» **EXERCISE**:
From the items below, extract each line containing the word "statue" and reproduce those lines in their original order.

» **GIVEN DATA**:
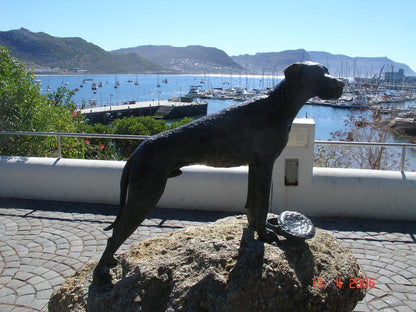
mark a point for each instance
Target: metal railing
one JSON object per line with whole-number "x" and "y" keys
{"x": 59, "y": 135}
{"x": 404, "y": 146}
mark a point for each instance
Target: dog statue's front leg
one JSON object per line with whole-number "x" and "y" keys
{"x": 259, "y": 181}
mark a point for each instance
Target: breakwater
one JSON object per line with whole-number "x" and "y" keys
{"x": 160, "y": 109}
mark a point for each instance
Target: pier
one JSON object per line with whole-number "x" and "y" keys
{"x": 164, "y": 109}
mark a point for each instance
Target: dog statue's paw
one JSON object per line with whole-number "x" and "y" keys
{"x": 102, "y": 279}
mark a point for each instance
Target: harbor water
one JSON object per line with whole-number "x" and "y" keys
{"x": 162, "y": 87}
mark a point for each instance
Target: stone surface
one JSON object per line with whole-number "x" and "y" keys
{"x": 220, "y": 267}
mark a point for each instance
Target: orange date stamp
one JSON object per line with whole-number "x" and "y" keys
{"x": 353, "y": 283}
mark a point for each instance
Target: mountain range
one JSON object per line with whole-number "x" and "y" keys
{"x": 337, "y": 64}
{"x": 49, "y": 54}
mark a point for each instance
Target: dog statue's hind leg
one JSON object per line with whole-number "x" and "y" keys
{"x": 141, "y": 200}
{"x": 259, "y": 181}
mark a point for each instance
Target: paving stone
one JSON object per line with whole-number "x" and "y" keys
{"x": 42, "y": 243}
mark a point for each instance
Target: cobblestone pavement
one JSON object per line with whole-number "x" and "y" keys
{"x": 42, "y": 243}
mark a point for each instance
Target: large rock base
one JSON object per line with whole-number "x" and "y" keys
{"x": 220, "y": 267}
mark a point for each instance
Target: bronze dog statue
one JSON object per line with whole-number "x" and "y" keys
{"x": 253, "y": 133}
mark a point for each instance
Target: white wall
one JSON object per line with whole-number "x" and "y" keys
{"x": 320, "y": 191}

» **ANSWER FOR THIS EXERCISE**:
Target: dog statue's front leg
Target: dog statue's paw
Target: dog statue's hind leg
Target: bronze dog statue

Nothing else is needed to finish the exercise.